__抜粋本文__.
松尾芭蕉が若かりし頃独学したとされる書物の中に「荘子」があったと言う話をどこかで聞いた。それまで私は「荘子」と言う人物はおろか言葉としてもほとんど知らなかった。荘子だけではない、孔子だって老子だってほとんど似たようなものだし、「孟母三遷」など少しは身近かな話しとして知っている孟子にしたところで、諺そのものに重点が置かれ、「そう言う思想家がかつて中国にいた」程度のお粗末な知識でしかない。

 「荘子」は知識として皆無だったこともあって、どんな思想家だったのか少し覗いてみようかとの興味を持った。手始めにネットで札幌市立図書館の蔵書検索を試してみた。さすが大思想家らしく、市内の各図書館分館などにかなりの数の関連図書が見つかった。

__課題__.
1 – リストのうち「rule」という文字列を含む行がいくつあるか数え、その数だけを答えてください。
2 – 荘子についての文章を、最後に示された文の後から書き継いでください。
荘子についての文章とリストの間に関連はありません。

__課題資料__.
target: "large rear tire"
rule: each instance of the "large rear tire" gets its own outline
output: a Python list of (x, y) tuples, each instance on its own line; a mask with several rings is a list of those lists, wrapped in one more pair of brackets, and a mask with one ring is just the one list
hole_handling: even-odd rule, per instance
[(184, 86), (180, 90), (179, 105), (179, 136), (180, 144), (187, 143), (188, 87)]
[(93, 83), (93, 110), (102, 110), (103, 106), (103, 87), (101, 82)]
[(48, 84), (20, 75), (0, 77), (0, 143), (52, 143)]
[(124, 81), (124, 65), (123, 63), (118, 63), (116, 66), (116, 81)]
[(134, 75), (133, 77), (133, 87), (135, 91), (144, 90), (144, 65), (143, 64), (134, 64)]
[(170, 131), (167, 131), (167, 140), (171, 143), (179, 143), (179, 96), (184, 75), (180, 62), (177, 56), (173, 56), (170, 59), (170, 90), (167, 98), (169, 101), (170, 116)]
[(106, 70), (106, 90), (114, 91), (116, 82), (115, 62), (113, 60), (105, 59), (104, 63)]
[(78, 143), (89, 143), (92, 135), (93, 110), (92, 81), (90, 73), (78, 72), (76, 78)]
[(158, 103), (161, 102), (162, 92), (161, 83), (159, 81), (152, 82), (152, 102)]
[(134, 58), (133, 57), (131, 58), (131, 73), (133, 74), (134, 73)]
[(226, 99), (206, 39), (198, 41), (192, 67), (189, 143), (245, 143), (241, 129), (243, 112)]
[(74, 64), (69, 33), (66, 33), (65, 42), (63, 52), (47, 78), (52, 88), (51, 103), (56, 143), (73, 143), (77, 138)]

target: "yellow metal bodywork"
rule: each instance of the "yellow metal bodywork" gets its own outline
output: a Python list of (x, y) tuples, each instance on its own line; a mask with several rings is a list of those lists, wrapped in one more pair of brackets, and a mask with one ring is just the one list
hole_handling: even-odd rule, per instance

__解答__.
1 – 4

2 –
 ただ彼の著作の集大成となると、かなりのヴォリュームになることが分かってきた。どちらかと言えば荘子への興味は気まぐれの部類に入る私である。「荘子徹底研究」だとか「荘子完全読破」などの大げさな意気込みは最初から欠如している。

 だからと言って百科事典の人名解説程度でお茶を濁すのも少し物足りないものがある。そこで「一冊で簡単に荘子が分かる本」みたいな物臭さへの道を選ぶことにした。それが「老子・荘子」(森三樹三郎、講談社学術文庫、1994年、以下「前掲書」と略記する)であった。文庫本ながら小さな文字でけっこうな厚さもあるので、じっくりと読み通すことにあんまり自信はないが、気の向くままにページをすっ飛ばしたり斜交いに文字を追うのも一つの読書の方法である。したがって「荘子を理解した」などとは決して言わないつもりでとりあえずこの本に挑戦することにした。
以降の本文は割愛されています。